▶ [WORK INSTRUCTIONS] Find every line in the rows below that contains the string "Interpret" and copy each of those lines.

▶ [INPUT DATA]

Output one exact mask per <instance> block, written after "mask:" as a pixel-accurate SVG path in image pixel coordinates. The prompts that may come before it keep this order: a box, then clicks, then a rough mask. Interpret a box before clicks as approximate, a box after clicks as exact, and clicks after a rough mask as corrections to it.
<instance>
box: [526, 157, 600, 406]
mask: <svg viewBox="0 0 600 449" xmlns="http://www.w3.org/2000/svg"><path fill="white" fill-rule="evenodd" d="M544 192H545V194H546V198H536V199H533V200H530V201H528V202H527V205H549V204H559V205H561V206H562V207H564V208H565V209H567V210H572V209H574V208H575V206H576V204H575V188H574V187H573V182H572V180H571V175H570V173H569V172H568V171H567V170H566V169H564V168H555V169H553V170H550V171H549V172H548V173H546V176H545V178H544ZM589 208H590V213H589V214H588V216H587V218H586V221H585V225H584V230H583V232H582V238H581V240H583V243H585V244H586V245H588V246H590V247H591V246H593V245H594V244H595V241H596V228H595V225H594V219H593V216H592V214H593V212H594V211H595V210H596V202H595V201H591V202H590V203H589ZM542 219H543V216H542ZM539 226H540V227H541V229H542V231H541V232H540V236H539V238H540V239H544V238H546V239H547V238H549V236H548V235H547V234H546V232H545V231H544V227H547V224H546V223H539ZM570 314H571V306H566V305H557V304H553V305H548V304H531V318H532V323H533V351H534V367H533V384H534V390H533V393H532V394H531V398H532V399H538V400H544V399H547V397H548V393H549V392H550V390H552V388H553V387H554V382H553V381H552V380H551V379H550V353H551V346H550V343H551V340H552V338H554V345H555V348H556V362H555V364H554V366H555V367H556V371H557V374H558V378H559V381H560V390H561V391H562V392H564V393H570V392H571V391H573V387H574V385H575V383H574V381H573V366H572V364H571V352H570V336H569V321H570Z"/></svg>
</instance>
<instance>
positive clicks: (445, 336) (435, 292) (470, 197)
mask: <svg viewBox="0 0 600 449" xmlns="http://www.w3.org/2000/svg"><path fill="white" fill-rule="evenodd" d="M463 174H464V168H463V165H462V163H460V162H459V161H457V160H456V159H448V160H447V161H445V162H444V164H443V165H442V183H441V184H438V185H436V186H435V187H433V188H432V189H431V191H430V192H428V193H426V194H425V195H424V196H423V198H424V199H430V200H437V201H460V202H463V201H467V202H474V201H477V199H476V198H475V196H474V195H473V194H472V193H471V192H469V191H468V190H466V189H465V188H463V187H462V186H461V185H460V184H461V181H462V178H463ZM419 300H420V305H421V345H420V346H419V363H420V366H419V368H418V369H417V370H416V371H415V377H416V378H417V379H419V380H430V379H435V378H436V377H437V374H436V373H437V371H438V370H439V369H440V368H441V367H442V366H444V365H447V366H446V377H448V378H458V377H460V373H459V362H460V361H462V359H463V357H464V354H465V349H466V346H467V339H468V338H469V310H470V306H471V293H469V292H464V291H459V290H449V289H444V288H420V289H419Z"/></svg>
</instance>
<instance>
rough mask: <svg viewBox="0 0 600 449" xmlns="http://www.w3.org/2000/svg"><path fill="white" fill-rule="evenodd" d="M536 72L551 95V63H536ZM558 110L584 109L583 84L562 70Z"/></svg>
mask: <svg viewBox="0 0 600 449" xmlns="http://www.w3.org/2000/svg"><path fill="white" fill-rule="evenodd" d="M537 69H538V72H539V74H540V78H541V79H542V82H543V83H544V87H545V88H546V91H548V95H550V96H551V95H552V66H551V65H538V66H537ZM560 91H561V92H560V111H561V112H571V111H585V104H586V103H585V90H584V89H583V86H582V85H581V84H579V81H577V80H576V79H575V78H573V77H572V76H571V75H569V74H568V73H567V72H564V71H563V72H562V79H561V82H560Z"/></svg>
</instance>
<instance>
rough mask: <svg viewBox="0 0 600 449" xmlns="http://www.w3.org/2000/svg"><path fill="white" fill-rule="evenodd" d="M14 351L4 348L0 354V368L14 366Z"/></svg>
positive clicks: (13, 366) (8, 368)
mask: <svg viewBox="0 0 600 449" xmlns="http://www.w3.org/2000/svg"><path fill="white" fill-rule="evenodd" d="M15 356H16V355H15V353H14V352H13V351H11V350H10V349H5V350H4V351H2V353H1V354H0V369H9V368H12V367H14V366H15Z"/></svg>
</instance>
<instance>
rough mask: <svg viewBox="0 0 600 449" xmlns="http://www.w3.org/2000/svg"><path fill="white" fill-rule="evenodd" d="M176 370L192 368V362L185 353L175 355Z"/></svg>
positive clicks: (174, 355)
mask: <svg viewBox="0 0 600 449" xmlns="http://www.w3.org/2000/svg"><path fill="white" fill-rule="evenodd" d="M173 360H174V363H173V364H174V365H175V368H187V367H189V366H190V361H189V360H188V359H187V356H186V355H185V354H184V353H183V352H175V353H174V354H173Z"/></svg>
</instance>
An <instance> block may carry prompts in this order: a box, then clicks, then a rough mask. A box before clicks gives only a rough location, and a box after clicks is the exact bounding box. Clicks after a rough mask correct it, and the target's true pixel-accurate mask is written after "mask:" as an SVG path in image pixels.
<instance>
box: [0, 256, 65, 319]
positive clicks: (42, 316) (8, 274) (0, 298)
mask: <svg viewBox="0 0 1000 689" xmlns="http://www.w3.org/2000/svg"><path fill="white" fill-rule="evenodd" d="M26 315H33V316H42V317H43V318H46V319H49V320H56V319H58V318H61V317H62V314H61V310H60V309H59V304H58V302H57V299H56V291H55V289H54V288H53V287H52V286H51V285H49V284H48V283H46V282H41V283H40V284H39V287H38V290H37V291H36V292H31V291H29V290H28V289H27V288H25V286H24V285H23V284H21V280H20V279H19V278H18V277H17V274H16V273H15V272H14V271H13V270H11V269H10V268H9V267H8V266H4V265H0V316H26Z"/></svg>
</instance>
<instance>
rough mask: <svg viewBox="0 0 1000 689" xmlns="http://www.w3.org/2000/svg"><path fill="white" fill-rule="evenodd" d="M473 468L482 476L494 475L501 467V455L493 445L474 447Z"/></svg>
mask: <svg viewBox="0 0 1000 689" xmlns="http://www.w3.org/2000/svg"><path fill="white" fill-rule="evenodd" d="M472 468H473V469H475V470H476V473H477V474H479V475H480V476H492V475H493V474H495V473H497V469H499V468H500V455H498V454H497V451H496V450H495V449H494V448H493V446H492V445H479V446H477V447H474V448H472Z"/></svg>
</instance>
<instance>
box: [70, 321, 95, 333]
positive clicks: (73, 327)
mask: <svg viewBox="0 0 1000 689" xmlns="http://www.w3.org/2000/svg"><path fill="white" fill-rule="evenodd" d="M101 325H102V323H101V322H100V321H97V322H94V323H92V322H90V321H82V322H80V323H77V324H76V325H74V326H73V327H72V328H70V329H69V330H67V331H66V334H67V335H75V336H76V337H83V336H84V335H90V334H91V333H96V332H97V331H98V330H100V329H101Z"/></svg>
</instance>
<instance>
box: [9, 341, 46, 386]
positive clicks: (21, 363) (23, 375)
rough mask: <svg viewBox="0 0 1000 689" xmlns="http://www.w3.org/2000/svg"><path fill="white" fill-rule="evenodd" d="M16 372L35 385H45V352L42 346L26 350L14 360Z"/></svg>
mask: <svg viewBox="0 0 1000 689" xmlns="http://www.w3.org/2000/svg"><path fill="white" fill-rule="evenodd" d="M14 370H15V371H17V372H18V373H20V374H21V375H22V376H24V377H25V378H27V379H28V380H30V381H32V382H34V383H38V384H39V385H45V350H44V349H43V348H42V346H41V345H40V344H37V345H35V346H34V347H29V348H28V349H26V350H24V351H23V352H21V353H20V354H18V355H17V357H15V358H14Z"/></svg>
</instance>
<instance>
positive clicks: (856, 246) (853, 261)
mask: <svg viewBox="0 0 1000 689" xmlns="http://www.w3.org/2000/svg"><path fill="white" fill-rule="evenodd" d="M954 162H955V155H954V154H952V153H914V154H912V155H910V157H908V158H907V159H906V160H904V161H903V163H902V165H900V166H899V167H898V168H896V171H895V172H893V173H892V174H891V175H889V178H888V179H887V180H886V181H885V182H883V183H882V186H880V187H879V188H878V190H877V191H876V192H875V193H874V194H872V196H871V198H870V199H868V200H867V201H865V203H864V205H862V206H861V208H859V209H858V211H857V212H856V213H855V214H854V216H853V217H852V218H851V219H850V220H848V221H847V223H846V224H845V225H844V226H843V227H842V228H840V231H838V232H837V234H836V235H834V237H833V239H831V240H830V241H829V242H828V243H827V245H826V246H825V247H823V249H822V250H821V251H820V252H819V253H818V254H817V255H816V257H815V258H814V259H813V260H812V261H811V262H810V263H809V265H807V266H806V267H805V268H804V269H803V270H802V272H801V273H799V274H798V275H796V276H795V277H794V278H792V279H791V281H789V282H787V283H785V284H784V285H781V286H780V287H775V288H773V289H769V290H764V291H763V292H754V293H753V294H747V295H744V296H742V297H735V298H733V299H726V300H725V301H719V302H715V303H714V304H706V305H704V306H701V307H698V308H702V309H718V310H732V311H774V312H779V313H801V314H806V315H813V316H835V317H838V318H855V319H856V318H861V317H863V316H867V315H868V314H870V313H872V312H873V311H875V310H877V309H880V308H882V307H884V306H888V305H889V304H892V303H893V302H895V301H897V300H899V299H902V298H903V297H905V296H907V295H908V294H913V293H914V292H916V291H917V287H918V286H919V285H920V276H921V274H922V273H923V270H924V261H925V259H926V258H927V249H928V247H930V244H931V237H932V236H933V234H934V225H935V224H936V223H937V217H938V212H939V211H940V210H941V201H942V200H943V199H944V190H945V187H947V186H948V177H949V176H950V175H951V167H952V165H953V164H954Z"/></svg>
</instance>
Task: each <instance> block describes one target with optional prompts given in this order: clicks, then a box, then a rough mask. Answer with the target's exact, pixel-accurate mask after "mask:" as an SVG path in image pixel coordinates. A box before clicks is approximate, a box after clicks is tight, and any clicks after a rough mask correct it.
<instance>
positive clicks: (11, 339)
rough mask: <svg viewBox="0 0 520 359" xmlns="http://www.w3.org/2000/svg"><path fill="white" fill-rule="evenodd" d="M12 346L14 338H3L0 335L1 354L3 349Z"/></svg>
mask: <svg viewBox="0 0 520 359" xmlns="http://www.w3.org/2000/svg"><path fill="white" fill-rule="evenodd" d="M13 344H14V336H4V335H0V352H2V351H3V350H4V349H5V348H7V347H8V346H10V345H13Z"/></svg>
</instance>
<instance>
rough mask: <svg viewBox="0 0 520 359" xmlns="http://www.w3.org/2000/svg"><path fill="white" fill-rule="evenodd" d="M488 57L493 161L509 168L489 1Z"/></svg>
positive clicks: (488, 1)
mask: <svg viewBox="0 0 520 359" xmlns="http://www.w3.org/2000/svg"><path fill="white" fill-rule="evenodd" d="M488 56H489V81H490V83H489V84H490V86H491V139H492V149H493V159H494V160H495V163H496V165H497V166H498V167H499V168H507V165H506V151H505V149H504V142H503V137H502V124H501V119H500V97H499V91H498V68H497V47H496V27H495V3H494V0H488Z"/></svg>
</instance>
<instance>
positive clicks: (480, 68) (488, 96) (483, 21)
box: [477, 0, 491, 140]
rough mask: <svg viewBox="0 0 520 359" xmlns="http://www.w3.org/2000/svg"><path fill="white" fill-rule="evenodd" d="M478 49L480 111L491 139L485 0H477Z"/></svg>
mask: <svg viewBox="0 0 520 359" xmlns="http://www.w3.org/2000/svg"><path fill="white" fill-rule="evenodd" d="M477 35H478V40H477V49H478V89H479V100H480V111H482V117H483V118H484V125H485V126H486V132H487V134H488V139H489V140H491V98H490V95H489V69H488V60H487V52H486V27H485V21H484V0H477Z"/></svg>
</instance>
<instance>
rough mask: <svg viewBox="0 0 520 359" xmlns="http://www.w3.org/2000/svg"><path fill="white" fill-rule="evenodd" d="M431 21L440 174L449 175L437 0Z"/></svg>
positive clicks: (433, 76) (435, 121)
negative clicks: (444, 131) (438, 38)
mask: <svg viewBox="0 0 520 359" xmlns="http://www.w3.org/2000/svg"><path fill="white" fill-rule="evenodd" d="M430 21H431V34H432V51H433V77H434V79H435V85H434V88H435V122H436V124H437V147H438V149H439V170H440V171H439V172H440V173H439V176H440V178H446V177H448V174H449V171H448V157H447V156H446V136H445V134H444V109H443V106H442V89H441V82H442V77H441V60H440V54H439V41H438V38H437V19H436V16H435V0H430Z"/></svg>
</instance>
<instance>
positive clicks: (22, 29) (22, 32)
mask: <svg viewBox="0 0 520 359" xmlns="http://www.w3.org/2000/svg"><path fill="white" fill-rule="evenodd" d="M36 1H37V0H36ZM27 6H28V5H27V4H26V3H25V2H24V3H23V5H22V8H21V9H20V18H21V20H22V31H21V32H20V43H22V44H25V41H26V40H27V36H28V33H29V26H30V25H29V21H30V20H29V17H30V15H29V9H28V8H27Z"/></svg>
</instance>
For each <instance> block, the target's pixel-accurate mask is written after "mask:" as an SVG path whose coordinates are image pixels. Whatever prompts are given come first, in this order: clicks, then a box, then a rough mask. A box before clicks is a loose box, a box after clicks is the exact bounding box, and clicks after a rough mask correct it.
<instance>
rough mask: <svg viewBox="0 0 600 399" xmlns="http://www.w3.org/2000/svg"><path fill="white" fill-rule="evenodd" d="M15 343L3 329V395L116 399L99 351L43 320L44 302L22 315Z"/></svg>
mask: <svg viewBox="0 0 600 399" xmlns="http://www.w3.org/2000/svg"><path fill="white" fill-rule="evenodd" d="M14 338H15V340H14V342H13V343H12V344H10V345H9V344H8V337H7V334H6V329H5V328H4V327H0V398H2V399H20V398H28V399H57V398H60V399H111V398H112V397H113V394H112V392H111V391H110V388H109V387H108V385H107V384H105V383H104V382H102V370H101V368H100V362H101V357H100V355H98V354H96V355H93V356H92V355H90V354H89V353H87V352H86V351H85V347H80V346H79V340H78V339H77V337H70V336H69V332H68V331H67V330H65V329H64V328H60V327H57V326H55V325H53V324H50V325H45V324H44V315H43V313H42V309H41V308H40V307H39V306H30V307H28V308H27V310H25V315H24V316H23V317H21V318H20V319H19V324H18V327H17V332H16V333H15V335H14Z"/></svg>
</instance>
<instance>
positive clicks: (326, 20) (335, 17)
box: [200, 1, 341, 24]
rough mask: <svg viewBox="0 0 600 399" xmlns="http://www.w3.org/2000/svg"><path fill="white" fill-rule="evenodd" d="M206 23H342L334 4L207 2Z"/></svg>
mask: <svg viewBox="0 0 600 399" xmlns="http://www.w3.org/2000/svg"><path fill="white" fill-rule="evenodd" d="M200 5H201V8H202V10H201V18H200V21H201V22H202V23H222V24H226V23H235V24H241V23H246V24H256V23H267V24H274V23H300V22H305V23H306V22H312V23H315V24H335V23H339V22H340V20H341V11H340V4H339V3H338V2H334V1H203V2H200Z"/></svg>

▶ [REPLY TO THE TASK]
Output one exact mask per <instance> block, written after "mask:" as a pixel-accurate SVG path in image pixel coordinates. The prompts that may come before it keep this order: a box, then clicks, then a rough mask. Interpret a box before clicks as approximate, a box after clicks as exact, and clicks after a rough mask as corrections to it.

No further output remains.